• [DÉFI]: Résumez en deux phrases le texte sur le bonheur et l'échec.

• [TEXTE FOURNI]:
- - -
Après des siècles d’interrogation sur le bonheur, les philosophes se penchent sur l’échec : nouvelle question ou simple mode ?
La philosophie doit-elle nous conduire au bonheur ? Alors que, depuis l’Antiquité, les philosophes se sont interrogés sur cet état tant désiré et convoité, on constate aujourd’hui une tendance inverse : la propension des philosophes à se questionner sur l’échec. L’échec serait-il devenu le nouvel horizon philosophique, un nouvel objet d’étude qui manquait cruellement à la réflexion, ou une simple mode?
En finir avec le bonheur
Qu’est-ce que le bonheur ? Est-ce réussir sa vie, comme le chante Bernard Tapie en 1985 ? Est-ce un état ou un horizon ? Un désir ou le propre de l’homme ? Comment atteindre le bonheur ? Par un travail sur le monde ou sur nous-mêmes ? Le bonheur se trouve-t-il au terme d’une quête tel un trésor, un bien, ou est-il une affaire de transformation de soi ?
Ces questions sur le bonheur sont tout à fait classiques, Epicure, Spinoza, Kant, et beaucoup d’autres, y ont réfléchi, elles sont au programme de philosophie des élèves de terminale, de la définition du terme à ses diverses théories.
C’est comme si le bonheur était la finalité de toute vie, passant à côté de tous ces moments médiocres ou ratés qui la rythment, hélas, plus souvent, et sans lesquels le bonheur aurait surtout moins de saveur. C’était la critique de Charles Pépin dans son livre paru en 2016, Les Vertus de l’échec ( éditions Allary).
Bonheur nocif et bienfait de l'échec
Ces questions, classiques, sur l’idée du bonheur ont aussi pris une tournure quotidienne et beaucoup moins réflexive… c’est la critique cette fois-ci de la sociologue Eva Illouz…
Dans Happycratie, co-écrit avec le psychologue Edgar Cabanas, et tout juste paru aux éditions Premier Parallèle, Eva Illouz dénonce ces « marchands de bonheur » qui, en quelques recettes vous promettent la béatitude, et surtout : qui matraquent le bonheur sans laisser à chacun et à tous de se questionner sur cette recherche et cette injonction.
D’où cette vague de réflexion et de réflexivité des penseurs aujourd’hui, demandant « qu’est-ce que le bonheur ? », certes, mais pointant surtout ce problème : à quoi bon le bonheur ? Ou pour le dire encore autrement : n’y a-t-il pas plutôt du bon dans le mauvais, dans les échecs, le malheur et l’infortune ?
- - -
• [EXTRAITS DE DONNÉES]:
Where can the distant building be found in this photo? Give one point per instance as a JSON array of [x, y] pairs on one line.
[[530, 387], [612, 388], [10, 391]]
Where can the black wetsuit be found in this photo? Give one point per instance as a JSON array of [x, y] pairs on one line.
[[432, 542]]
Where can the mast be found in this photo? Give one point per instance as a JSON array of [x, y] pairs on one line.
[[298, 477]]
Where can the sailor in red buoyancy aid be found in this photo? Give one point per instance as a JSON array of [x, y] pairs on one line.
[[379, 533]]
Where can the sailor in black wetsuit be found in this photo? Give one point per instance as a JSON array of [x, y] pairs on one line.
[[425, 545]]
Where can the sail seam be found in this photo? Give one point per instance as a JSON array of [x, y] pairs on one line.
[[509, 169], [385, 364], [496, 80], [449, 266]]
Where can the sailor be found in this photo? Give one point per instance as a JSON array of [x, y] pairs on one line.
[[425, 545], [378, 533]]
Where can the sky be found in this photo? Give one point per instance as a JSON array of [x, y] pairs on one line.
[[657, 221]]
- - -
• [RÉSULTAT]: Alors que les philosophes s'interrogent depuis l'Antiquité sur le bonheur, on observe aujourd'hui une tendance inverse qui les pousse à se questionner sur l'échec, et l'on peut se demander s'il s'agit d'un nouvel objet d'étude ou d'une simple mode. Charles Pépin critique dans Les Vertus de l'échec l'idée du bonheur comme finalité de toute vie, et Eva Illouz dénonce dans Happycratie, co-écrit avec Edgar Cabanas, les « marchands de bonheur », si bien que les penseurs se demandent s'il n'y a pas du bon dans les échecs et le malheur.